→ Source data
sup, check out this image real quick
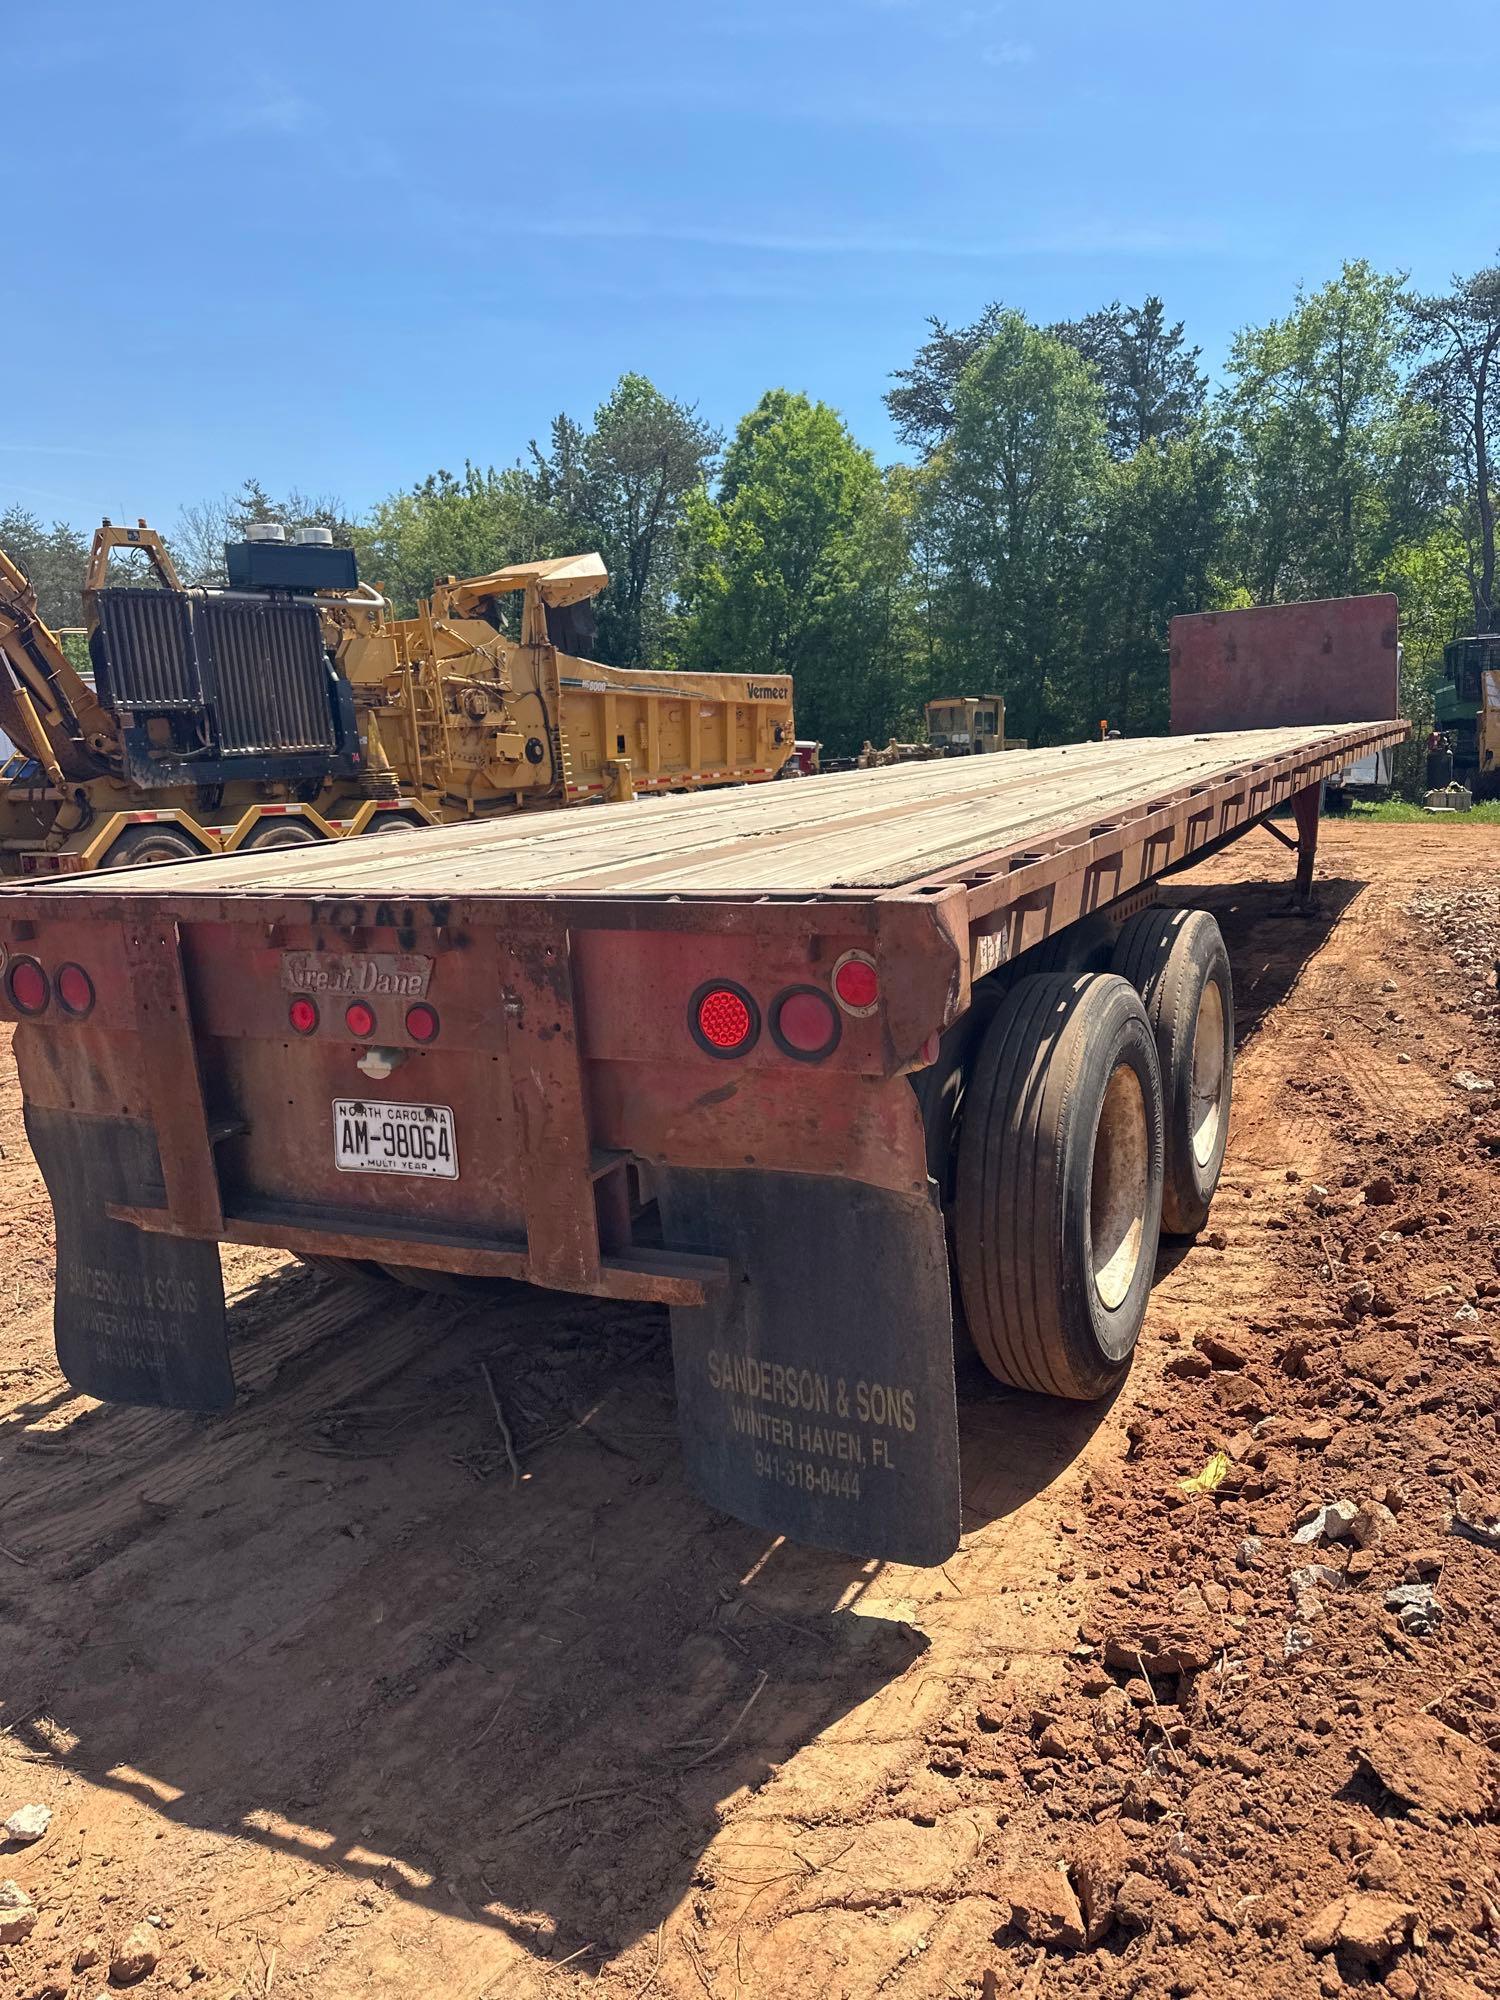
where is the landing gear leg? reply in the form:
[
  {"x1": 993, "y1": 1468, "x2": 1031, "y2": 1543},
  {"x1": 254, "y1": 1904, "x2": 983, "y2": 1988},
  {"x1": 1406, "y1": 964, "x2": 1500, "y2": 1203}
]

→ What needs to be done
Pictures do not belong in the copy. Reproduce the rest of the data exactly.

→ Task response
sup, check out this image real quick
where is the landing gear leg? reply in the form:
[
  {"x1": 993, "y1": 1468, "x2": 1031, "y2": 1543},
  {"x1": 254, "y1": 1904, "x2": 983, "y2": 1988},
  {"x1": 1406, "y1": 964, "x2": 1500, "y2": 1203}
]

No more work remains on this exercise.